* **Work instruction**
Repeat the data that follows verbatim. Images are not part of the copy.

(Supplied information Opens)

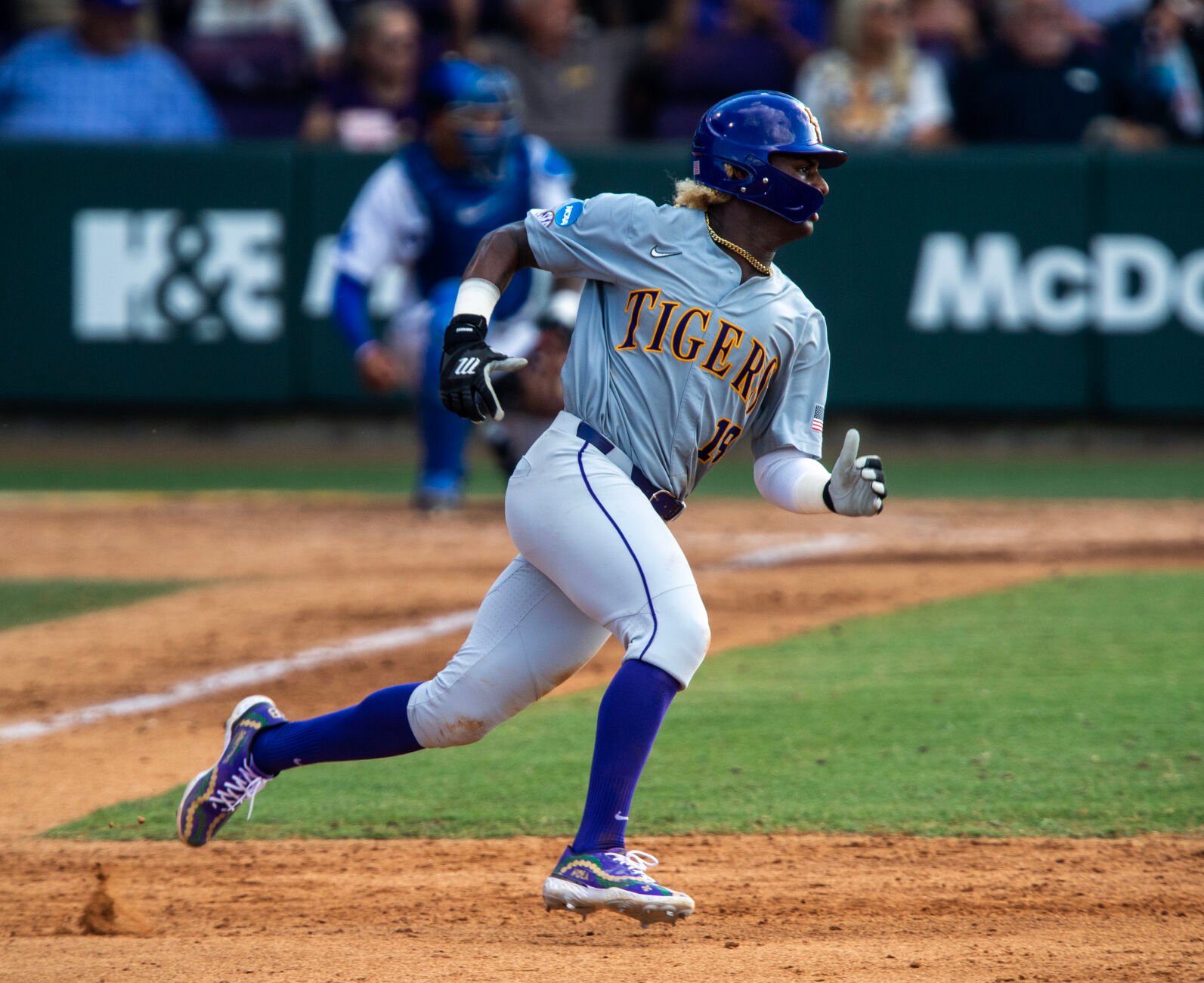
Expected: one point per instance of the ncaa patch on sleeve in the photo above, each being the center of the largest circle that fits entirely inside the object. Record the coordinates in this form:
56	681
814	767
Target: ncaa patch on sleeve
568	212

(Supplied information Closes)

* **Result**
Expected: one point per instance of the ncaa patch on sleeve in the photo above, each being the center of the largest circle that fits entirely inside the object. Record the coordinates in this form:
56	681
814	767
Target: ncaa patch on sleeve
568	212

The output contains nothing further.